(begin)

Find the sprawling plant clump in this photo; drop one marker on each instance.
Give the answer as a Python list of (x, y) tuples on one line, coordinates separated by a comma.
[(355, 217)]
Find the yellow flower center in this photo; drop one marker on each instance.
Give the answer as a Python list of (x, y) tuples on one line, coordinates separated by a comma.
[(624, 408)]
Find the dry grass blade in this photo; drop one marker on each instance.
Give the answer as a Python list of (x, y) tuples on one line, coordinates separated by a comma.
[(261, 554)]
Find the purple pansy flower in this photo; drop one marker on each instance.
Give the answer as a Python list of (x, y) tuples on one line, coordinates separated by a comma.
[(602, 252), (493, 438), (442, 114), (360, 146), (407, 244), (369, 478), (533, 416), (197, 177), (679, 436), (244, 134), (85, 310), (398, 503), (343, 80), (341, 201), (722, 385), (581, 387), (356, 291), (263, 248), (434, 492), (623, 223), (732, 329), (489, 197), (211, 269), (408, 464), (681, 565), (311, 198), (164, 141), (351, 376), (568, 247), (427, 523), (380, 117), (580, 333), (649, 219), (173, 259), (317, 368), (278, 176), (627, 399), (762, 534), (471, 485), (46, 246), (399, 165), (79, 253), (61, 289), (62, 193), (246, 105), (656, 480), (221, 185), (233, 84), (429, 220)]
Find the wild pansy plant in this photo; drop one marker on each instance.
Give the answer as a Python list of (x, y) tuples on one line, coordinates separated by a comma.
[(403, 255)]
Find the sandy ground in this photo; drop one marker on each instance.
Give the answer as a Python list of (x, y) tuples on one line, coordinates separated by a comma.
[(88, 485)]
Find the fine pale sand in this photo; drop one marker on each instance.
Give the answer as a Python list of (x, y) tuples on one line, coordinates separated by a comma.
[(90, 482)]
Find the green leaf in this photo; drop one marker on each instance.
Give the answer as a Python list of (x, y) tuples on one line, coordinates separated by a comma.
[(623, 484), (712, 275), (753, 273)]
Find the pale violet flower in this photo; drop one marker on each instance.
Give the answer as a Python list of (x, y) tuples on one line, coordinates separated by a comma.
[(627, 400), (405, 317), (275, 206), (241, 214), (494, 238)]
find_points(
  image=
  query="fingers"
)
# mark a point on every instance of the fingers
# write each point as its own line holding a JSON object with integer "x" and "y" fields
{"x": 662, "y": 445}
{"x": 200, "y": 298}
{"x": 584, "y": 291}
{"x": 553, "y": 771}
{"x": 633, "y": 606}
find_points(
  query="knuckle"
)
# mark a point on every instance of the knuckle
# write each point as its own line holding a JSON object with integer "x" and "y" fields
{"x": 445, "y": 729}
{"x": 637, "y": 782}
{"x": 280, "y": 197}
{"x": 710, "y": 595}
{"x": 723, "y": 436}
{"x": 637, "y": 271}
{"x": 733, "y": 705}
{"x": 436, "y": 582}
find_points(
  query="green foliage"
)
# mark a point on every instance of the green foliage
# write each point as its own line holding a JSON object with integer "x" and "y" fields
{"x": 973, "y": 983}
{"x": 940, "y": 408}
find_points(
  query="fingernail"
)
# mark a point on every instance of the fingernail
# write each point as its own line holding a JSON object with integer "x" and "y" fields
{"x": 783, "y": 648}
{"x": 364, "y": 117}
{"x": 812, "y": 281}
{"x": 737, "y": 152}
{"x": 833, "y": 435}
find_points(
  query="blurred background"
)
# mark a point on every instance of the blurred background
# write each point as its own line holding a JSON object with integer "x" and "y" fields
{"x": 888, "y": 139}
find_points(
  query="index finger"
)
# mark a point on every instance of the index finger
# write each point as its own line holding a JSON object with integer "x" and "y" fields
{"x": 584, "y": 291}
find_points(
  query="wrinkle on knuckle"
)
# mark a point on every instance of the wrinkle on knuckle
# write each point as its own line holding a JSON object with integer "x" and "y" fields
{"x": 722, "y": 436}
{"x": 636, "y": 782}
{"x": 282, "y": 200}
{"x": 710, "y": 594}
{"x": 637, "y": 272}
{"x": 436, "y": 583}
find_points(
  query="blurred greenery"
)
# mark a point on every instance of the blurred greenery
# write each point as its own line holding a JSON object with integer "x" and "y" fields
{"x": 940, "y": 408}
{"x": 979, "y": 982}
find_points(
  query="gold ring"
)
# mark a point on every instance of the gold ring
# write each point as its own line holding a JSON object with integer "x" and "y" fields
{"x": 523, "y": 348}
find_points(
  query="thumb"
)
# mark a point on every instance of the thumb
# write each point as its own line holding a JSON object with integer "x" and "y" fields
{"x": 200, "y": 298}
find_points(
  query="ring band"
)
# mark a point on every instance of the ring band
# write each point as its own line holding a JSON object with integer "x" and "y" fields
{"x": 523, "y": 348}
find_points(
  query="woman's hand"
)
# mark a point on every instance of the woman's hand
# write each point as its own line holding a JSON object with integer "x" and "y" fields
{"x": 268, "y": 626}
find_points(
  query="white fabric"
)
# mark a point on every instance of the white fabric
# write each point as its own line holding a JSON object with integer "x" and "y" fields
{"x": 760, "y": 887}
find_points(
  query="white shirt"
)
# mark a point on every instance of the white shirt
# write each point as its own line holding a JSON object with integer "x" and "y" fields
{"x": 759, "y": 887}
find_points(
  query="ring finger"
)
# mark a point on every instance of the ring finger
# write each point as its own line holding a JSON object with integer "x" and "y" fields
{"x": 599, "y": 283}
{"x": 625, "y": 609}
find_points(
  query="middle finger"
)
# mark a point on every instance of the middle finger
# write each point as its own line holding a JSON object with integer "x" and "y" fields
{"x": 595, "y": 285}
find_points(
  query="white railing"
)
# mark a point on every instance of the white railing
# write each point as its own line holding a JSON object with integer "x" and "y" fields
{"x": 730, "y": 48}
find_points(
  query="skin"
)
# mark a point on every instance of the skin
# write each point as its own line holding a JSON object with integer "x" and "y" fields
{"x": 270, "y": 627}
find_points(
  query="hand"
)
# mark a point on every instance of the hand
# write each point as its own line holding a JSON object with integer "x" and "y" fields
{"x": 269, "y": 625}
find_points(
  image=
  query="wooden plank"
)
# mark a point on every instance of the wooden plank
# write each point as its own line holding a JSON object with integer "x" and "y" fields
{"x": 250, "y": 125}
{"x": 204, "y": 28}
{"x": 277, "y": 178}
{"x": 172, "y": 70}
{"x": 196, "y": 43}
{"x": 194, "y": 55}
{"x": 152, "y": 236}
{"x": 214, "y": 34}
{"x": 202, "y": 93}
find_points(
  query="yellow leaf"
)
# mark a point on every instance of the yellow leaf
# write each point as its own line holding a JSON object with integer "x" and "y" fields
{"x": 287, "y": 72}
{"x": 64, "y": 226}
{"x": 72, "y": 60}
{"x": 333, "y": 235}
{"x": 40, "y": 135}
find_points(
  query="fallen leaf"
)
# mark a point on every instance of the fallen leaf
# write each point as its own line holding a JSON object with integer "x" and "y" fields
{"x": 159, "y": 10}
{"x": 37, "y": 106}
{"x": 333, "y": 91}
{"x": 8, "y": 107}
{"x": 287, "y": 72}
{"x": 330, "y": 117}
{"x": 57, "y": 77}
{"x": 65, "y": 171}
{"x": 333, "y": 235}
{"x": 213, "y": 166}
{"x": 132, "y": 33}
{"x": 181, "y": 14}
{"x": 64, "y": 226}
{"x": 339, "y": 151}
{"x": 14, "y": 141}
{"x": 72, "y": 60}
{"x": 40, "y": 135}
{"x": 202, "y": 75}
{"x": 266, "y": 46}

(end)

Task brief: Format the stretch of the records above, from the line containing "Find the yellow" through the line containing "[(261, 554)]", as a JSON list of strings with one string per line. Leave out any blank lines.

Solution for this exercise:
[
  "Find the yellow flower center in this photo; drop one marker on each instance.",
  "Give the answer as a Python list of (x, y) tuples on one line, coordinates separated by a comma.",
  "[(624, 408)]",
  "Find the dry grass blade in this photo; drop one marker on each instance.",
  "Give the answer as a Python list of (x, y) tuples on one line, coordinates separated by a comma.",
  "[(261, 554)]"
]